# Short task
Please put each line of the entries below into a numbered list, skipping blank lines and leaving out any pictures.

# Materials provided
____________
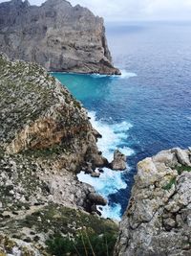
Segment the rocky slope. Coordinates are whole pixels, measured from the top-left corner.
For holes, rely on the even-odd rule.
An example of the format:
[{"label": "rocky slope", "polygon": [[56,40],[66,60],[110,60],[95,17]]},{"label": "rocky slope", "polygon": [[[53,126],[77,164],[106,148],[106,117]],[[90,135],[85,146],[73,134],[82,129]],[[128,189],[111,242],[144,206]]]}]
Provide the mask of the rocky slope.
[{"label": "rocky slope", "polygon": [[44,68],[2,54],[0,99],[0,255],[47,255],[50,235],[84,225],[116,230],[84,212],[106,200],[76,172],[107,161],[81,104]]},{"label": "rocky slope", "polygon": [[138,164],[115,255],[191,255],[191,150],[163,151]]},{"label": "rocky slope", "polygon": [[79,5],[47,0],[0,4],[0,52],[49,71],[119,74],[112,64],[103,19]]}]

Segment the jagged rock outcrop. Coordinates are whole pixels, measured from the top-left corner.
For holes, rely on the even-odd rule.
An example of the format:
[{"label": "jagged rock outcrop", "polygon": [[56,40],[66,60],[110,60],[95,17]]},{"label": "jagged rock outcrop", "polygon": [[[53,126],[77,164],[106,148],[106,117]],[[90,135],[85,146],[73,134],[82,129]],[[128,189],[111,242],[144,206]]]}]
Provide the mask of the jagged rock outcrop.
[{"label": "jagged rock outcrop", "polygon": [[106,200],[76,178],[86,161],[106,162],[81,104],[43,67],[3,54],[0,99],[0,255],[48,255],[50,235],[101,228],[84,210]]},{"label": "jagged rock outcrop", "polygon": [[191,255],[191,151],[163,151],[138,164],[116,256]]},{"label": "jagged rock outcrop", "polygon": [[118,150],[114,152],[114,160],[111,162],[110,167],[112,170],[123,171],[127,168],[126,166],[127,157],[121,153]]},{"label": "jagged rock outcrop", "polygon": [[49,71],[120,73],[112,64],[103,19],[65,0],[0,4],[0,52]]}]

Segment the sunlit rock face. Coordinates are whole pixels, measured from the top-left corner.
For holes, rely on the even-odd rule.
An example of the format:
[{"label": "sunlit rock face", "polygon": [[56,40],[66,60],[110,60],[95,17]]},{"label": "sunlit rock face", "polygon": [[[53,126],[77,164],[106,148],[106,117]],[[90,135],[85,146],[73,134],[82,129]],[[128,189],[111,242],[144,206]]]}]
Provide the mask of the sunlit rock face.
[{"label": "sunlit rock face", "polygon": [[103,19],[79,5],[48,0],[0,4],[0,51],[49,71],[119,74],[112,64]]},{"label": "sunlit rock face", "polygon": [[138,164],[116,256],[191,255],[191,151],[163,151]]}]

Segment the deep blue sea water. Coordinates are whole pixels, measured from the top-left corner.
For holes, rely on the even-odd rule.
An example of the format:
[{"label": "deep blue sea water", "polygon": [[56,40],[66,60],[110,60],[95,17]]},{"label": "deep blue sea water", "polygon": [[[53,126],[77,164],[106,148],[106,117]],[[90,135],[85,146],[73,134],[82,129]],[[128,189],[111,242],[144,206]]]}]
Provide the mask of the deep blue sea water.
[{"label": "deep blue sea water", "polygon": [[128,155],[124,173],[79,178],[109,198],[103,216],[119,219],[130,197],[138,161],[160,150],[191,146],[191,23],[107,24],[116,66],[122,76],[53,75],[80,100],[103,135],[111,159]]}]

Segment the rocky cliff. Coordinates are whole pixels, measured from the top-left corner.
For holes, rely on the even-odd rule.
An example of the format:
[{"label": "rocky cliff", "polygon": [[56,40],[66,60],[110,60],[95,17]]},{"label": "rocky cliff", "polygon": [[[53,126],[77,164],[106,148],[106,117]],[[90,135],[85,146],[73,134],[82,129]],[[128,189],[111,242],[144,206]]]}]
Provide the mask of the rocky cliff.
____________
# Exercise output
1. Segment the rocky slope. Coordinates are whole pixels, measured from the top-left corner.
2. For holes, rely on the even-odd rule.
3. An example of the format:
4. [{"label": "rocky slope", "polygon": [[56,40],[66,60],[110,60],[95,17]]},{"label": "rocky slope", "polygon": [[[53,126],[77,164],[106,148],[106,117]],[[90,135],[85,146],[73,134],[82,129]],[[128,189],[111,242],[144,206]]]}]
5. Provide the mask of the rocky slope.
6. [{"label": "rocky slope", "polygon": [[44,68],[2,54],[0,99],[0,255],[47,255],[50,235],[84,225],[116,230],[84,212],[106,200],[76,172],[107,161],[81,104]]},{"label": "rocky slope", "polygon": [[138,164],[115,255],[191,255],[191,150],[163,151]]},{"label": "rocky slope", "polygon": [[79,5],[47,0],[0,4],[0,52],[49,71],[119,74],[112,64],[103,19]]}]
7. Segment the jagged rock outcrop. Coordinates are whole pixels, measured from the top-left corner.
8. For holes, rely on the even-odd rule.
9. An example of the format:
10. [{"label": "jagged rock outcrop", "polygon": [[56,40],[66,60],[110,60],[95,17]]},{"label": "jagged rock outcrop", "polygon": [[[53,126],[77,164],[106,148],[106,117]],[[90,135],[85,146],[73,134],[82,129]],[[128,189],[111,242],[144,206]]]}]
11. Provide the mask of the jagged rock outcrop.
12. [{"label": "jagged rock outcrop", "polygon": [[106,200],[76,178],[86,161],[106,162],[81,104],[43,67],[3,54],[0,99],[0,255],[48,255],[50,235],[101,228],[84,210]]},{"label": "jagged rock outcrop", "polygon": [[191,255],[191,151],[163,151],[138,164],[116,256]]},{"label": "jagged rock outcrop", "polygon": [[118,150],[114,152],[114,160],[111,162],[110,167],[112,170],[123,171],[127,168],[126,166],[127,157],[121,153]]},{"label": "jagged rock outcrop", "polygon": [[49,71],[120,73],[112,64],[103,19],[65,0],[0,4],[0,52]]}]
13. Segment the sunlit rock face. Coordinates are whole pixels, measured from the top-left corner.
14. For holes, rely on the even-odd rule.
15. An example of the format:
16. [{"label": "sunlit rock face", "polygon": [[56,40],[66,60],[110,60],[95,17]]},{"label": "sunlit rock face", "polygon": [[[53,126],[77,164],[106,148],[106,117]],[[90,135],[85,146],[73,134],[82,129]],[[128,189],[111,242],[144,206]]]}]
17. Provide the mask of the sunlit rock face.
18. [{"label": "sunlit rock face", "polygon": [[103,19],[79,5],[48,0],[0,4],[0,51],[49,71],[119,74],[112,64]]},{"label": "sunlit rock face", "polygon": [[138,164],[116,256],[191,255],[191,151],[163,151]]}]
19. Segment the deep blue sea water. Coordinates are whole pixels, measured from the top-left corner.
20. For holes, rely on the even-odd rule.
21. An example of the format:
22. [{"label": "deep blue sea water", "polygon": [[56,40],[66,60],[110,60],[95,17]]},{"label": "deep blue sea water", "polygon": [[[53,126],[77,164],[106,148],[106,117]],[[90,135],[85,146],[73,134],[82,129]],[[128,189],[111,242],[144,206]]]}]
23. Provide the mask of the deep blue sea water.
24. [{"label": "deep blue sea water", "polygon": [[128,155],[124,173],[79,178],[109,198],[103,216],[119,219],[130,197],[138,161],[160,150],[191,146],[191,23],[107,24],[116,66],[122,76],[53,75],[80,100],[103,135],[111,159]]}]
25. Segment the rocky cliff. Coordinates are whole pixels, measured from the top-left corner.
26. For holes, rely on the even-odd rule.
27. An example of the format:
28. [{"label": "rocky cliff", "polygon": [[56,40],[66,60],[110,60],[95,17]]},{"label": "rocky cliff", "polygon": [[[53,126],[77,164],[106,148],[106,117]],[[90,135],[85,146],[73,134],[82,129]],[[128,189],[111,242],[144,206]]]}]
29. Provide the mask of the rocky cliff.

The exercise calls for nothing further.